The task => Can you write out every line of the listing below word for word, leaving the pictures out of your answer?

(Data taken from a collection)
========================================
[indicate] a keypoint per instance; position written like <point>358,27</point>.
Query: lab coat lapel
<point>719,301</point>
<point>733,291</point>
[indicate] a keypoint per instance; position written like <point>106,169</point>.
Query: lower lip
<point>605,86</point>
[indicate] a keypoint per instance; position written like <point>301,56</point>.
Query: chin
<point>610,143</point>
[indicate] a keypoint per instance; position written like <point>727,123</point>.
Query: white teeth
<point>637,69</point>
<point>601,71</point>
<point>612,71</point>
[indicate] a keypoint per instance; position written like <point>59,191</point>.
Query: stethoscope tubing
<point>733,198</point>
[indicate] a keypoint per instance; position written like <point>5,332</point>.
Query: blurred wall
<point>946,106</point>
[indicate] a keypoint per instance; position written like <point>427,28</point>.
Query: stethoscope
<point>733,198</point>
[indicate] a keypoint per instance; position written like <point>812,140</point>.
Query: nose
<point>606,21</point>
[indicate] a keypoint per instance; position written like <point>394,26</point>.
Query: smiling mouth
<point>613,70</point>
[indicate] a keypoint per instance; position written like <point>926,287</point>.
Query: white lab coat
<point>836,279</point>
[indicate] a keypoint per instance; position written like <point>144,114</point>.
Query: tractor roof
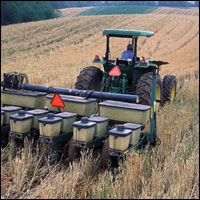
<point>126,33</point>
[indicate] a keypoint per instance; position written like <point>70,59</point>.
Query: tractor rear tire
<point>89,79</point>
<point>143,90</point>
<point>169,88</point>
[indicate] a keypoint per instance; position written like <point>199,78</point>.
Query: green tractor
<point>128,76</point>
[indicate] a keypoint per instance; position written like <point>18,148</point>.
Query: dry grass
<point>53,52</point>
<point>71,12</point>
<point>178,11</point>
<point>170,170</point>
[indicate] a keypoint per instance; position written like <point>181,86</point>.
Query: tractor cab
<point>130,69</point>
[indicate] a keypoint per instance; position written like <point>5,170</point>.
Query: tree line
<point>26,11</point>
<point>68,4</point>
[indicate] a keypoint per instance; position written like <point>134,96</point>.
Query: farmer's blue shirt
<point>127,54</point>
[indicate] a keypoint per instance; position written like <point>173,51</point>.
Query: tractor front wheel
<point>169,87</point>
<point>89,79</point>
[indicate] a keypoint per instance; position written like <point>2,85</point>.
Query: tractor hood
<point>126,33</point>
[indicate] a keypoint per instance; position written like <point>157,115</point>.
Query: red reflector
<point>57,101</point>
<point>115,71</point>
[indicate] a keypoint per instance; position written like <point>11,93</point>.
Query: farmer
<point>128,54</point>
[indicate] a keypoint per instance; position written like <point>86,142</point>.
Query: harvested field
<point>71,12</point>
<point>53,52</point>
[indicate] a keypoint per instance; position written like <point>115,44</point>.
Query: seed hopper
<point>85,119</point>
<point>107,111</point>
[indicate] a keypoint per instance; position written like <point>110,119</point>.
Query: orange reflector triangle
<point>115,71</point>
<point>57,101</point>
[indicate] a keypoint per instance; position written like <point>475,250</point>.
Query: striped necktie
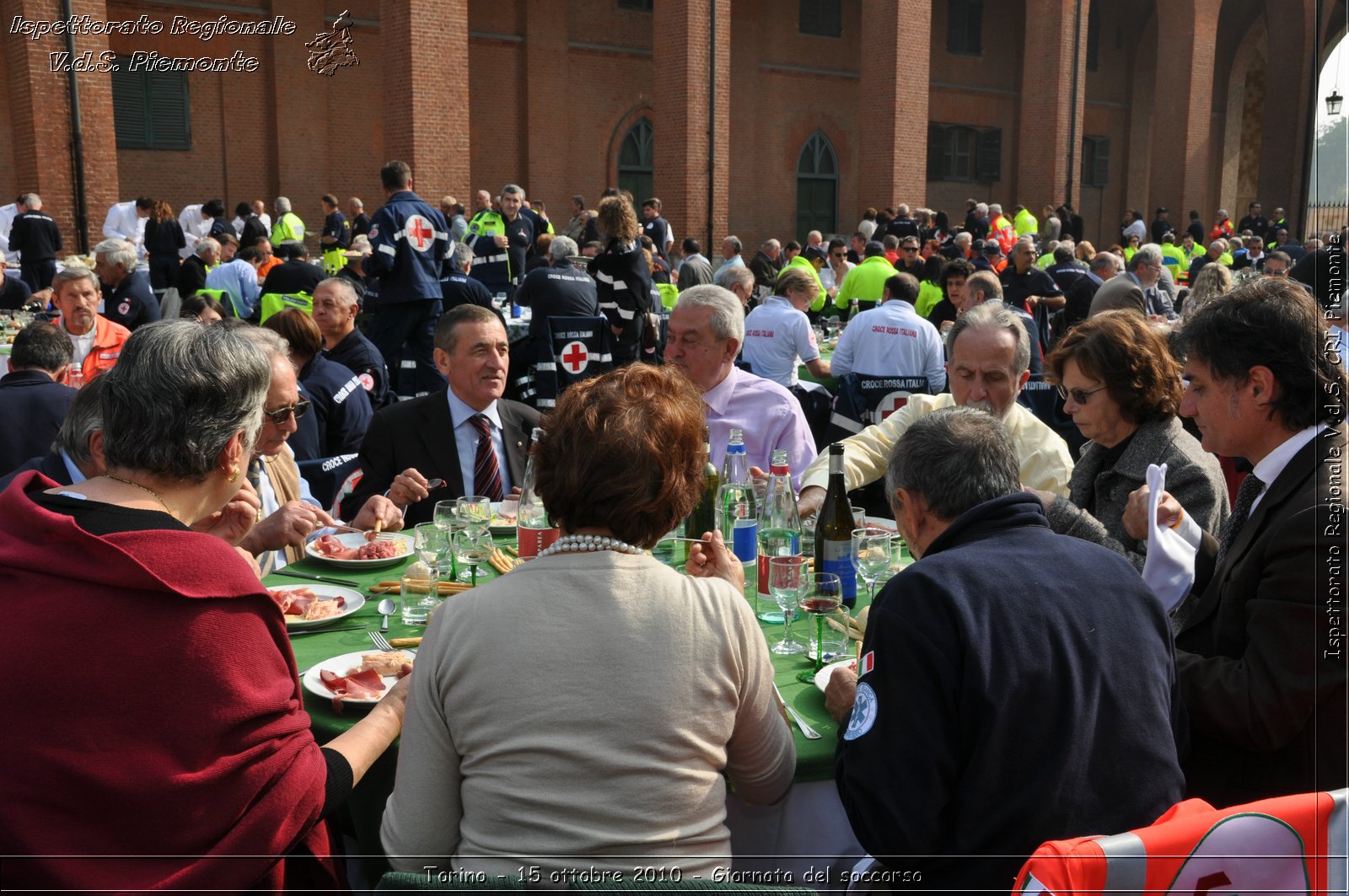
========================================
Written reply =>
[indicate] a keypoint per instance; position written like <point>358,27</point>.
Query: lab coat lapel
<point>719,301</point>
<point>733,291</point>
[indicate] a keypoint per instance; position written like <point>106,169</point>.
Query: lower lip
<point>605,86</point>
[indicate] a keypoint per instance; position written like <point>301,56</point>.
Query: chin
<point>610,143</point>
[indicate] a keypoint per instance; position written like <point>727,123</point>.
Query: white teeth
<point>637,69</point>
<point>601,71</point>
<point>612,71</point>
[indicate] a keypoint per instance; position written like <point>59,191</point>.
Query: stethoscope tubing
<point>733,198</point>
[indicate] a keypoint per instance; position written like <point>5,332</point>.
Query: blurred wall
<point>946,106</point>
[indicate] a keypoint per instance; position written like <point>427,28</point>.
Query: stethoscope
<point>733,198</point>
[indicate] a keypoint per instance; position written like <point>812,140</point>.
Query: nose
<point>606,21</point>
[indicate] a keypoint per instance; position written like <point>394,26</point>.
Query: smiling mouth
<point>613,70</point>
[indicate] a keypoint per instance; position written like <point>926,287</point>.
Query: white lab coat
<point>836,279</point>
[indicate] a keypoint per instance; position written like <point>144,114</point>.
Query: tractor roof
<point>126,33</point>
[indicate] a keypoint per instance; position written like <point>70,59</point>.
Query: tractor rear tire
<point>89,79</point>
<point>143,90</point>
<point>169,88</point>
[indicate] a keypoint per instance; position written like <point>199,78</point>.
Query: green tractor
<point>128,76</point>
[indicate] a keypoint per instance; position written like <point>18,148</point>.
Query: dry grass
<point>53,52</point>
<point>71,12</point>
<point>178,11</point>
<point>170,170</point>
[indicate] a keypoint per instance; position written like <point>181,86</point>.
Query: tractor cab
<point>130,69</point>
[indicate] a keypoint per instance; position written like <point>5,170</point>.
Query: tree line
<point>26,11</point>
<point>68,4</point>
[indicate] a keypoint per instance; position written like <point>134,96</point>.
Query: farmer's blue shirt
<point>127,54</point>
[indicate] a keypoint per instance; position written like <point>173,51</point>.
Query: tractor front wheel
<point>169,87</point>
<point>89,79</point>
[indicate] a keypoint per instance; position written like <point>2,85</point>.
Query: tractor hood
<point>126,33</point>
[indicate] a keypoint per instance; position written like <point>157,115</point>.
Query: red reflector
<point>57,101</point>
<point>115,71</point>
[indicate] a keypoint per instance; position written like <point>11,93</point>.
Query: farmer
<point>128,54</point>
[indicate] a keypoint per instance; position written like <point>86,142</point>.
Query: harvested field
<point>71,12</point>
<point>53,52</point>
[indicate] a keypoint per instance; position written like <point>115,44</point>.
Query: seed hopper
<point>85,119</point>
<point>107,111</point>
[indicate] a keypoint per instance; position written like <point>110,119</point>.
Query: orange reflector triangle
<point>115,71</point>
<point>57,101</point>
[indicate] a keypoint per instance; position written like <point>475,250</point>.
Query: striped necktie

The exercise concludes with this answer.